• _Brief_:
Given the records below, pull every line with the word "white" into the answer.

• _Records for this task_:
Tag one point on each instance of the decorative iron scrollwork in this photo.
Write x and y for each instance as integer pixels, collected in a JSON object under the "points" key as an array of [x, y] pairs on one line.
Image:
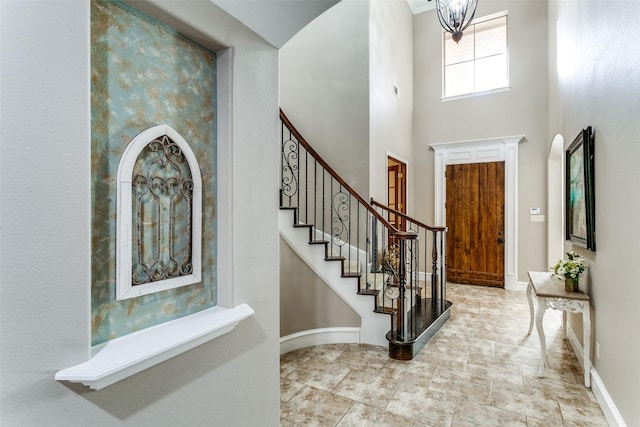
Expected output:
{"points": [[340, 218], [162, 194], [562, 304], [290, 154]]}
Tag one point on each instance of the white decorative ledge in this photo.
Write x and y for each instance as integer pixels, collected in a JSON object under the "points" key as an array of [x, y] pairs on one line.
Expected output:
{"points": [[126, 356]]}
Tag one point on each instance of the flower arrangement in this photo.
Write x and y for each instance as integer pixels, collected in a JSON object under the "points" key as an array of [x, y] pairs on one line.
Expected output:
{"points": [[570, 269]]}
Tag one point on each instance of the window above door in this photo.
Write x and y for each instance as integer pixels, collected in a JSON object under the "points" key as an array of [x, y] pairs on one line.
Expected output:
{"points": [[479, 63]]}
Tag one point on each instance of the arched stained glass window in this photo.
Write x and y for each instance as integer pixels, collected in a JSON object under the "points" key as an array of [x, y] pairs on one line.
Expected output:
{"points": [[159, 230]]}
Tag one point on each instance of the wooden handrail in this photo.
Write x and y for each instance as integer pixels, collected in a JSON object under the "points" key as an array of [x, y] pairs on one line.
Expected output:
{"points": [[405, 216], [335, 175]]}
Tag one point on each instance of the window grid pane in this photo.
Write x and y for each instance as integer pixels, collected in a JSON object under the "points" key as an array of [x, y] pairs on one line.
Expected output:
{"points": [[479, 62]]}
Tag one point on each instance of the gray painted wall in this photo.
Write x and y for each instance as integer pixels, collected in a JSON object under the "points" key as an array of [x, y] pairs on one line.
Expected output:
{"points": [[521, 111], [594, 69], [307, 302], [391, 62], [45, 246], [336, 79], [324, 88]]}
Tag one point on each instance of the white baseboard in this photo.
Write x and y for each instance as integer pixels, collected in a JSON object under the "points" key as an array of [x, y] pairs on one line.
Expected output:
{"points": [[515, 286], [319, 337], [609, 409]]}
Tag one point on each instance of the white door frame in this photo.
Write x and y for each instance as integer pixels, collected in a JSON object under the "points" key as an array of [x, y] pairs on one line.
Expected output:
{"points": [[483, 151]]}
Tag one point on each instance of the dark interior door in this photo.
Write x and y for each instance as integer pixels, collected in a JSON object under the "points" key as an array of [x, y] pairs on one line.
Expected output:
{"points": [[397, 191], [475, 219]]}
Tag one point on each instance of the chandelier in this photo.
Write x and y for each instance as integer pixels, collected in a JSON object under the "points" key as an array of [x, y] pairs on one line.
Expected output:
{"points": [[456, 15]]}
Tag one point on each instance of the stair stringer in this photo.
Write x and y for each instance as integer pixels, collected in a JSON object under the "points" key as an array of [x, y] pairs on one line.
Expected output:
{"points": [[373, 326]]}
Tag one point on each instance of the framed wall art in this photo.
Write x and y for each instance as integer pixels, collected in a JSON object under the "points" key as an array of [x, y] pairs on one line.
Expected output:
{"points": [[580, 191]]}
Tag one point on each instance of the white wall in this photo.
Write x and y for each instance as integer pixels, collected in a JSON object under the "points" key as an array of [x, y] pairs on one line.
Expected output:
{"points": [[45, 246], [520, 111], [324, 88], [390, 62], [594, 68]]}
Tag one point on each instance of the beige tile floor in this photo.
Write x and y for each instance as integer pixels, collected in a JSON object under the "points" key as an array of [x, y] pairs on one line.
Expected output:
{"points": [[478, 370]]}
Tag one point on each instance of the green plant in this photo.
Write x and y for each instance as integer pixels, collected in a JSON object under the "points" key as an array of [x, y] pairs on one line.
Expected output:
{"points": [[570, 268]]}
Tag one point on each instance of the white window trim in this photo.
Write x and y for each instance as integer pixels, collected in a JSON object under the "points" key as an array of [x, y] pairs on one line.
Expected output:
{"points": [[485, 92], [124, 285]]}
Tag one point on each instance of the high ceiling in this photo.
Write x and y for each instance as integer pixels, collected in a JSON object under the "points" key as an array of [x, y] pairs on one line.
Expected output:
{"points": [[419, 6]]}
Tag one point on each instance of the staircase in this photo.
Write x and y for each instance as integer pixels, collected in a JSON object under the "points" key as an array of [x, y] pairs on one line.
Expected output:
{"points": [[393, 279]]}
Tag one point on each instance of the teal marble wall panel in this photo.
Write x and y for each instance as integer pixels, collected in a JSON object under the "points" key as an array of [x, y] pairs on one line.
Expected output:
{"points": [[144, 73]]}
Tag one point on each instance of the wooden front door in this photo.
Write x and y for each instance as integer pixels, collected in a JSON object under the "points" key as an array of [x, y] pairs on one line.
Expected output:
{"points": [[397, 191], [475, 219]]}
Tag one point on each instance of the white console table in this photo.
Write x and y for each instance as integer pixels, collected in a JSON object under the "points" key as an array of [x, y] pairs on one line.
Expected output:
{"points": [[549, 291]]}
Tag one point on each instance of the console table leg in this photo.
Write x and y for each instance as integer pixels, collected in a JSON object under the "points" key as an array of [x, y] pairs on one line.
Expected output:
{"points": [[543, 346], [530, 299], [586, 330]]}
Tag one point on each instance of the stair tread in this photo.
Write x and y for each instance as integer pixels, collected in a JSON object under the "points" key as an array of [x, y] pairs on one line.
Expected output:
{"points": [[385, 310]]}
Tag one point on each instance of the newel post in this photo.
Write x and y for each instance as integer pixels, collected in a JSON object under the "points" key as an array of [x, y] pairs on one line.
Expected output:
{"points": [[407, 244]]}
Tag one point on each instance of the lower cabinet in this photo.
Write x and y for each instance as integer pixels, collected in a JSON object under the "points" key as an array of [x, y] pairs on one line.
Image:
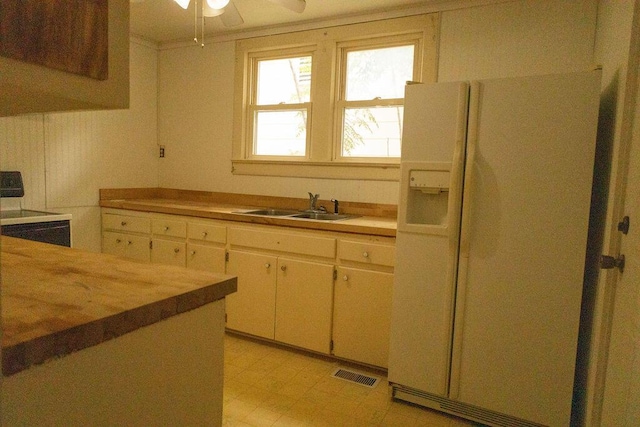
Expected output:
{"points": [[304, 298], [325, 292], [168, 252], [251, 308], [208, 258], [362, 313], [280, 298], [126, 245]]}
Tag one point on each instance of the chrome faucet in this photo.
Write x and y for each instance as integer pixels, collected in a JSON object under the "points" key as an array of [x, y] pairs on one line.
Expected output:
{"points": [[313, 200]]}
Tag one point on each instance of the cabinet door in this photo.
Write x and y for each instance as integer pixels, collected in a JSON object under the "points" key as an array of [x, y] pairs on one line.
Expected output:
{"points": [[362, 315], [252, 308], [113, 243], [169, 252], [208, 258], [303, 304], [126, 245]]}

• _Task solution_:
Tag one point on each instance of the white decorative ledge in this photo.
Tag one point on each instance of the white baseboard in this photo.
Tag one point on each instance of the white door frame in this photo.
Tag one point on each instance of the white wall in this photo.
Tag one point on each instance of the white window trim in this photo.
Tag one point on each instance of the white console table in this photo.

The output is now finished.